▶ Task goal:
Every line from the one with "Note: pick out every instance of the wood grain" to the end of the data needs to be copied exactly, and no line before it.

▶ Data provided:
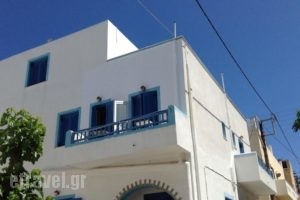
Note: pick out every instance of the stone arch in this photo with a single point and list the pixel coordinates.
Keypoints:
(146, 183)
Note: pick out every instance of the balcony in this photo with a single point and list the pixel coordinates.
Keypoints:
(161, 136)
(285, 191)
(253, 175)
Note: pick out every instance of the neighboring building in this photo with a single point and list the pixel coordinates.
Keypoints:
(147, 123)
(281, 169)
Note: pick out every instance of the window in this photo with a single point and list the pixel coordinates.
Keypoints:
(233, 139)
(144, 103)
(37, 70)
(284, 164)
(67, 121)
(158, 196)
(241, 146)
(102, 114)
(224, 130)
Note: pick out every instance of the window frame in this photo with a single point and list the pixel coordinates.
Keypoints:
(224, 131)
(78, 109)
(98, 103)
(157, 89)
(47, 55)
(241, 144)
(233, 137)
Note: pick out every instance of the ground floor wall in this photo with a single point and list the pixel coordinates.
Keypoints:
(120, 183)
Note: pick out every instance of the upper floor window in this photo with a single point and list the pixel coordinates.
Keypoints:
(224, 130)
(144, 103)
(37, 70)
(233, 139)
(102, 114)
(67, 121)
(241, 146)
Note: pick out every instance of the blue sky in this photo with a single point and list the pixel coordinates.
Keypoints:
(262, 35)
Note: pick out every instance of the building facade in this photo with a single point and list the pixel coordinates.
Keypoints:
(133, 124)
(281, 169)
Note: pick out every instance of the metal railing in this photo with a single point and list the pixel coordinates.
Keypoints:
(118, 128)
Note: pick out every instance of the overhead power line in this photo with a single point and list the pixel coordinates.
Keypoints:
(233, 58)
(248, 80)
(155, 17)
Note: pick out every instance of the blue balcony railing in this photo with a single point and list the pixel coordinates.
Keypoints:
(155, 119)
(264, 166)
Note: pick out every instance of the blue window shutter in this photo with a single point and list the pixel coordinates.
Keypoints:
(241, 146)
(136, 106)
(149, 102)
(67, 122)
(37, 71)
(33, 72)
(43, 69)
(109, 112)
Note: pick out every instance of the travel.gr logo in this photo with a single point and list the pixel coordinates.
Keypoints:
(74, 182)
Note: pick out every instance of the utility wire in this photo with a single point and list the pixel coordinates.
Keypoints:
(154, 16)
(233, 58)
(246, 77)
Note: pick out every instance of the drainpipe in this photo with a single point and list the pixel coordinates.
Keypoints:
(195, 150)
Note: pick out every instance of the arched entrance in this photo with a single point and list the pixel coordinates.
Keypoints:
(148, 190)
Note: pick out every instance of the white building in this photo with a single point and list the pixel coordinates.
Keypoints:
(147, 123)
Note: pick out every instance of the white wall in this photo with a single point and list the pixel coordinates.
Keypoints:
(210, 106)
(108, 183)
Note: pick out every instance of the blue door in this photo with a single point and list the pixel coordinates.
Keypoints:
(102, 114)
(67, 122)
(144, 103)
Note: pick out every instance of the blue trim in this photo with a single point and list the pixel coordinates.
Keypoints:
(62, 197)
(28, 68)
(96, 104)
(58, 123)
(224, 132)
(233, 139)
(228, 197)
(157, 89)
(171, 121)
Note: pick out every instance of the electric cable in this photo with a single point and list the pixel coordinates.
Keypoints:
(246, 77)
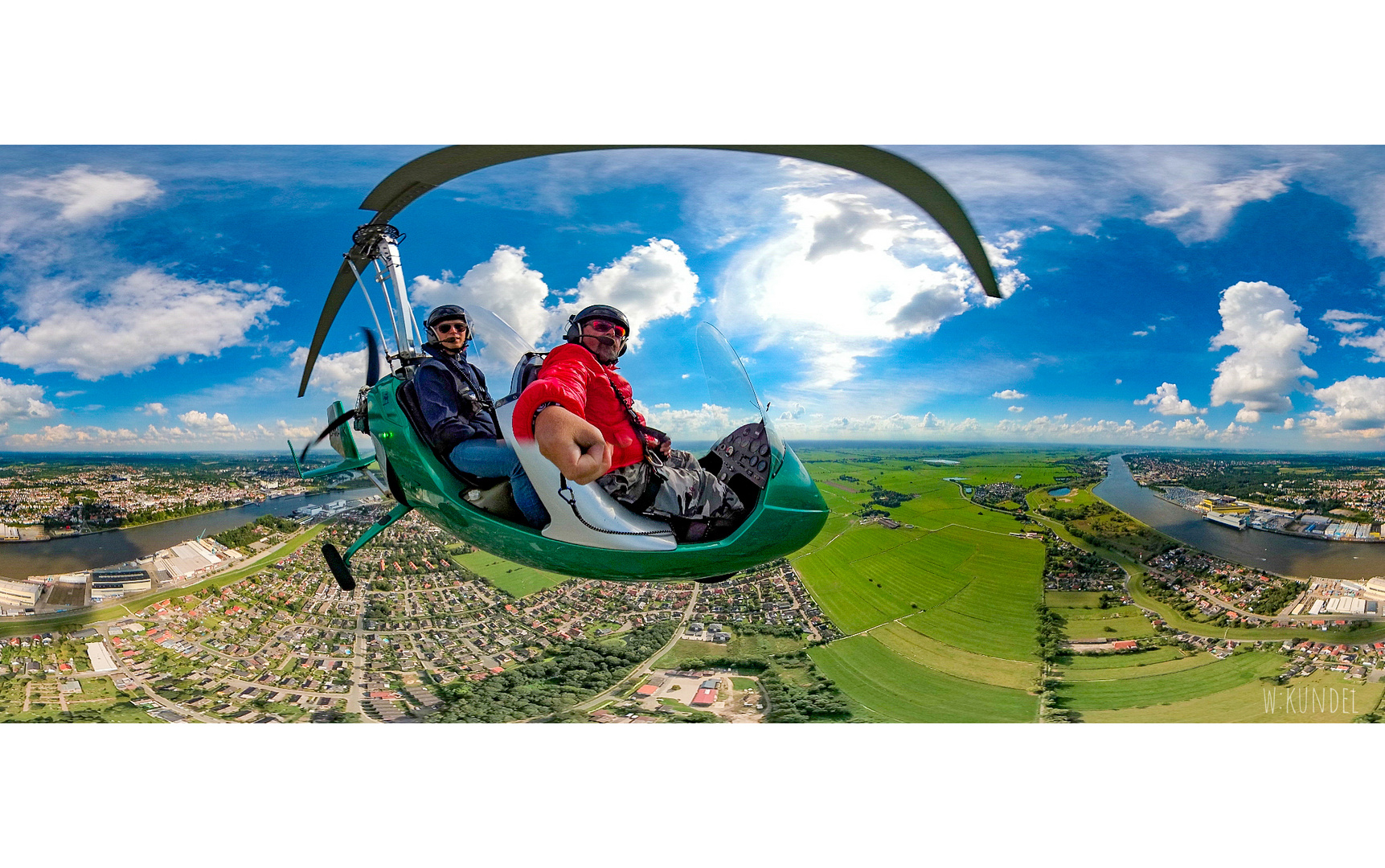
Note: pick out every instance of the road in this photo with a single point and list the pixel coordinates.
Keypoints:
(649, 665)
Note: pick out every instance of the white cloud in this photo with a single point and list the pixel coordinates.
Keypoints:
(1165, 402)
(649, 283)
(23, 400)
(145, 316)
(338, 374)
(1205, 209)
(503, 284)
(89, 194)
(1350, 327)
(842, 279)
(1260, 321)
(1354, 407)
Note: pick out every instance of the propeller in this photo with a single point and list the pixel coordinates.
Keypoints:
(327, 432)
(371, 358)
(371, 379)
(421, 174)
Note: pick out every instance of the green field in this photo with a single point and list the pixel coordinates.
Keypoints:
(1072, 600)
(750, 645)
(1154, 668)
(1121, 661)
(1248, 703)
(510, 578)
(1113, 628)
(955, 661)
(885, 687)
(1166, 688)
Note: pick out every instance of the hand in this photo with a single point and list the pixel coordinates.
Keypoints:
(574, 444)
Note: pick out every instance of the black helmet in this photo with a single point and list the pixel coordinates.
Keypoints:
(449, 312)
(597, 312)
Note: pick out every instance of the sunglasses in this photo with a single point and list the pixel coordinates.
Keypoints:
(603, 327)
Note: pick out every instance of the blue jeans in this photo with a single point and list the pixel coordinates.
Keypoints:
(486, 457)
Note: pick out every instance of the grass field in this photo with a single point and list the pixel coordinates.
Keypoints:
(1157, 668)
(1121, 661)
(955, 661)
(1114, 628)
(1072, 600)
(510, 578)
(1312, 701)
(883, 686)
(751, 645)
(1170, 687)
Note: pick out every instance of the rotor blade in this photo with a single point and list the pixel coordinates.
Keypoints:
(419, 176)
(327, 432)
(341, 289)
(371, 358)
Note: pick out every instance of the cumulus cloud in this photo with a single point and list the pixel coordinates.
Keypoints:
(1352, 326)
(338, 374)
(505, 284)
(23, 402)
(1165, 402)
(1354, 407)
(1205, 209)
(1260, 321)
(145, 316)
(649, 283)
(845, 276)
(86, 194)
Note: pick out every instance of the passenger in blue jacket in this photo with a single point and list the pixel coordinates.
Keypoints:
(456, 406)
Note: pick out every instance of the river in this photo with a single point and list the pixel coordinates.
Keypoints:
(1260, 548)
(93, 550)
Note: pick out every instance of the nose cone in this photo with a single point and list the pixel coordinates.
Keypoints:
(794, 489)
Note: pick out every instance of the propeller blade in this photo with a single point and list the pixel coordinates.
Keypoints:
(371, 358)
(329, 431)
(341, 289)
(419, 176)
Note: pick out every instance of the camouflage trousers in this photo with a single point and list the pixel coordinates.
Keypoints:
(687, 490)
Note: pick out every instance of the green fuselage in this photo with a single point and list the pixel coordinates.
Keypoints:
(789, 513)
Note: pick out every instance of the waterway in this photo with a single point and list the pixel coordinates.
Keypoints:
(1260, 548)
(93, 550)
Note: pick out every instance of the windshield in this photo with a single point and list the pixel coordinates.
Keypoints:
(727, 383)
(496, 349)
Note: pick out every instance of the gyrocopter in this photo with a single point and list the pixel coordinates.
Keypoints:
(589, 534)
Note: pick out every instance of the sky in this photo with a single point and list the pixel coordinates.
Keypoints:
(162, 298)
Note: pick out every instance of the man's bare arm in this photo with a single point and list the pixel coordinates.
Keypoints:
(574, 444)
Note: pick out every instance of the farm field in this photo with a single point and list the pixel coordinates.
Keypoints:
(510, 578)
(1118, 628)
(1312, 702)
(1072, 600)
(1170, 687)
(750, 645)
(955, 661)
(885, 687)
(1121, 661)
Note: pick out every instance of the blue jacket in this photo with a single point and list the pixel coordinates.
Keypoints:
(452, 395)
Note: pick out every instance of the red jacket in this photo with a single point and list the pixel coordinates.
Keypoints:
(572, 377)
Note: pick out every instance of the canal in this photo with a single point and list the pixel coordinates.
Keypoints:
(93, 550)
(1260, 548)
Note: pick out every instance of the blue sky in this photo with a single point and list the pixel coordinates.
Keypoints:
(160, 298)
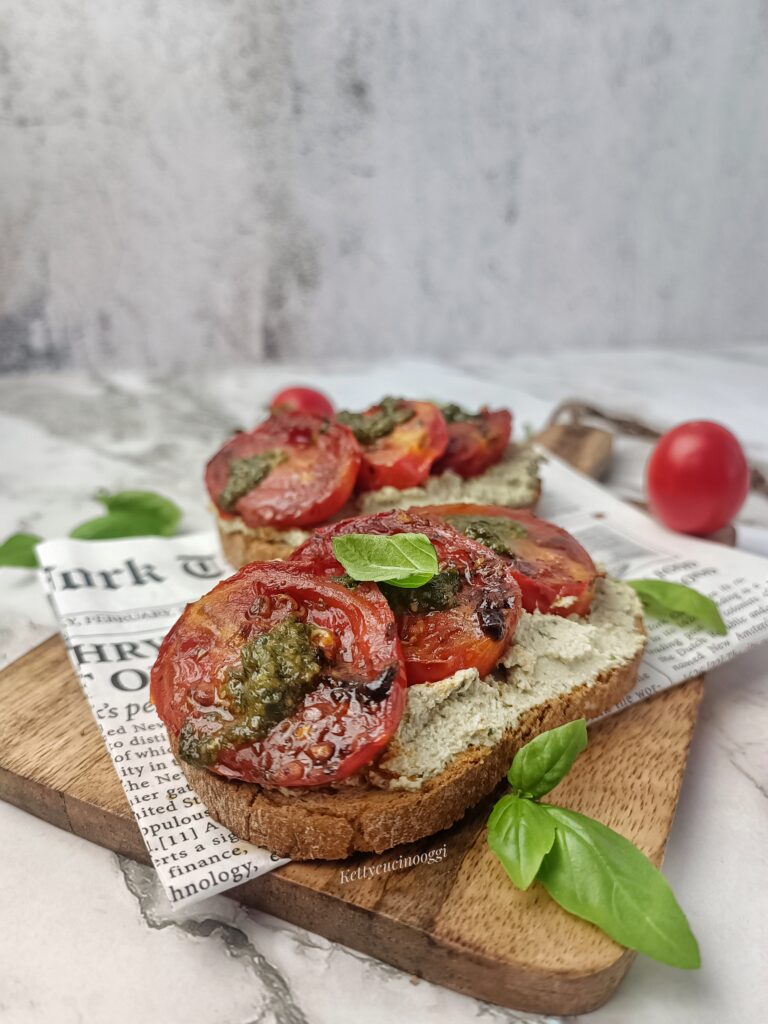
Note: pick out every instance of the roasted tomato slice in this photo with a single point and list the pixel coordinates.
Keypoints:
(293, 470)
(400, 440)
(475, 441)
(281, 678)
(464, 619)
(554, 571)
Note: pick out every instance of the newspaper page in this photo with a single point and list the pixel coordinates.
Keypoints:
(116, 600)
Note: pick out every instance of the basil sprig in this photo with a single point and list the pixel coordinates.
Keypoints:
(129, 513)
(18, 551)
(407, 560)
(670, 601)
(591, 870)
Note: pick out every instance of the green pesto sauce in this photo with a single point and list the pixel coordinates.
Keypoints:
(499, 534)
(369, 427)
(456, 414)
(276, 671)
(437, 595)
(247, 473)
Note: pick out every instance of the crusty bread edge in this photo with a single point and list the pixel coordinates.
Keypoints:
(331, 825)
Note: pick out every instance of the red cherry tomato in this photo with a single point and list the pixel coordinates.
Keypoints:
(697, 477)
(473, 632)
(316, 464)
(475, 442)
(302, 399)
(339, 726)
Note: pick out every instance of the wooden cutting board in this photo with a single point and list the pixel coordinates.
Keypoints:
(456, 921)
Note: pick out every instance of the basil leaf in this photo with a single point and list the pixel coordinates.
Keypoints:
(520, 834)
(596, 873)
(18, 551)
(401, 559)
(540, 765)
(669, 600)
(131, 513)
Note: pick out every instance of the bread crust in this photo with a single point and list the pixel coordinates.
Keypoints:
(326, 824)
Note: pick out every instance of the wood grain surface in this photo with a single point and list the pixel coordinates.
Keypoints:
(457, 921)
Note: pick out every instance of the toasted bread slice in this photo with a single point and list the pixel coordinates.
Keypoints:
(329, 824)
(513, 482)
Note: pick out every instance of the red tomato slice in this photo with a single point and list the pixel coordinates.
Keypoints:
(342, 723)
(402, 457)
(302, 399)
(475, 442)
(316, 464)
(472, 633)
(549, 564)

▶ The completed task:
Note: pick out every instance of the wood grain surface in this photo with a single point and list the pixel coordinates.
Keypoints:
(457, 921)
Note: pick out every instance of the toasted bread slice in this photo with a single point and list the pixel coordinates.
Keypoints:
(329, 824)
(513, 482)
Note: pick out every instance of the red tomato slice in this photo with a single point and list the pixel coordinates.
Keypoints:
(342, 723)
(402, 457)
(302, 399)
(475, 442)
(316, 464)
(472, 633)
(549, 564)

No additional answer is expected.